Work to do :: Show each line of the items below that contains the word "dark". Copy every such line in full.

[Saved entries]

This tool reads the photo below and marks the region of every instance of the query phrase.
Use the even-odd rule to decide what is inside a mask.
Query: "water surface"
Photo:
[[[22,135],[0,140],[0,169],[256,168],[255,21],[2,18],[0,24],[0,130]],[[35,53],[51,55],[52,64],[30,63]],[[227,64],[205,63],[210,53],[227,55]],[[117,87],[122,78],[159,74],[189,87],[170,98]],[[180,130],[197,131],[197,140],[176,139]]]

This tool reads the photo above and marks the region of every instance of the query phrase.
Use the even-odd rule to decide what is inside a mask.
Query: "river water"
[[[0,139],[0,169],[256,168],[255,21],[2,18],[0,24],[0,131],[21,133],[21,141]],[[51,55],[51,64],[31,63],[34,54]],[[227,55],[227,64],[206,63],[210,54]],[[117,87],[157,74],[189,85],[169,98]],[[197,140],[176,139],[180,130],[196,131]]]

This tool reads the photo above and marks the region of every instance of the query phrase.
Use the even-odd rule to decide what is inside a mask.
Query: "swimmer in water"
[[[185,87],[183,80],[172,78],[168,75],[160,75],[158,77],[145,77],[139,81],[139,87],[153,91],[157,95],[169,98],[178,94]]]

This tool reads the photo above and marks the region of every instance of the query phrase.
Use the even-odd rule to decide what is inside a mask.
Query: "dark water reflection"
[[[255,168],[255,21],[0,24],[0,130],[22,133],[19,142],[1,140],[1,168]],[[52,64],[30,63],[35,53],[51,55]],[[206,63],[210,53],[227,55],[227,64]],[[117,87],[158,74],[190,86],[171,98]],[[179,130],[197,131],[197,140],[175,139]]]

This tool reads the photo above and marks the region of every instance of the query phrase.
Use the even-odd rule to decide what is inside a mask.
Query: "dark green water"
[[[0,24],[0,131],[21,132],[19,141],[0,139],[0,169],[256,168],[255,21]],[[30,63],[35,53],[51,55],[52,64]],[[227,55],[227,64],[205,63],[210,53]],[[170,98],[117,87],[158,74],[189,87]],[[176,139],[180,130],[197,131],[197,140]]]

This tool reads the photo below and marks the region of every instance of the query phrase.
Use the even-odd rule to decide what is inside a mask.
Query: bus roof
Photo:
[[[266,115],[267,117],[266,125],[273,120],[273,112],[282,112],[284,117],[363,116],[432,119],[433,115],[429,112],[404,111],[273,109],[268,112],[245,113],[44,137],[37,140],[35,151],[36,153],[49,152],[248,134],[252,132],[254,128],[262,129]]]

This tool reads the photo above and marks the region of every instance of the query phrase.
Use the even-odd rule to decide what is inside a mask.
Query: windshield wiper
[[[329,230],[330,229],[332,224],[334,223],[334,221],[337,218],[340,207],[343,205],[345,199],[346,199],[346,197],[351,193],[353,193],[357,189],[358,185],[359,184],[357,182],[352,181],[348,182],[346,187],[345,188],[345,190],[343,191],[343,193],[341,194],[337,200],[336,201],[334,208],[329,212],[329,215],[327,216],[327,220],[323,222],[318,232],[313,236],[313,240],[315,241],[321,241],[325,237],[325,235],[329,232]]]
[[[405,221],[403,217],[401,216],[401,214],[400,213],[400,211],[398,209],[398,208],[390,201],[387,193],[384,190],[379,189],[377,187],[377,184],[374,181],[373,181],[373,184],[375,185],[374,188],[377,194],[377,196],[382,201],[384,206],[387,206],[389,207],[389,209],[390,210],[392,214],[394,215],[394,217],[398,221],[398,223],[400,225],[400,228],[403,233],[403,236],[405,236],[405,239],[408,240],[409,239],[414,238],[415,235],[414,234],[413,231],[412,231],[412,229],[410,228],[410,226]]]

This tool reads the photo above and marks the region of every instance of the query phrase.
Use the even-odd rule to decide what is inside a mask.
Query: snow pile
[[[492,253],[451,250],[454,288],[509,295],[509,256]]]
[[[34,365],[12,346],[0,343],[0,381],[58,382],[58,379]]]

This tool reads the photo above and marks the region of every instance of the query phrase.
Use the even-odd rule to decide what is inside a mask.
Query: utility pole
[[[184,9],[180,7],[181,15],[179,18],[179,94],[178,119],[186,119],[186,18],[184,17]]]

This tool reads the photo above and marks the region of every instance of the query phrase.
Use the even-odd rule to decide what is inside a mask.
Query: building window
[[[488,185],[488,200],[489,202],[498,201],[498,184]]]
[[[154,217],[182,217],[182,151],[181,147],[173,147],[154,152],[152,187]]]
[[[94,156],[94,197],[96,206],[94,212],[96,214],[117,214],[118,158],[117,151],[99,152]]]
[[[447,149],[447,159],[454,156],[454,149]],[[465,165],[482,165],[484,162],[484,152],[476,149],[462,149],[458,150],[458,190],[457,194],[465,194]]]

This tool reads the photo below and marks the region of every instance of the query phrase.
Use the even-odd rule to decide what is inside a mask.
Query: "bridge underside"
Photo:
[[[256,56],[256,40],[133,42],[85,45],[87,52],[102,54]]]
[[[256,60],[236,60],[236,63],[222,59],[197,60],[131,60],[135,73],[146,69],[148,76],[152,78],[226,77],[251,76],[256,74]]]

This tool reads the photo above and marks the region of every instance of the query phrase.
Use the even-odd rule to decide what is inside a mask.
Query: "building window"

Exercise solution ::
Query: "dark water reflection"
Query: "dark green water"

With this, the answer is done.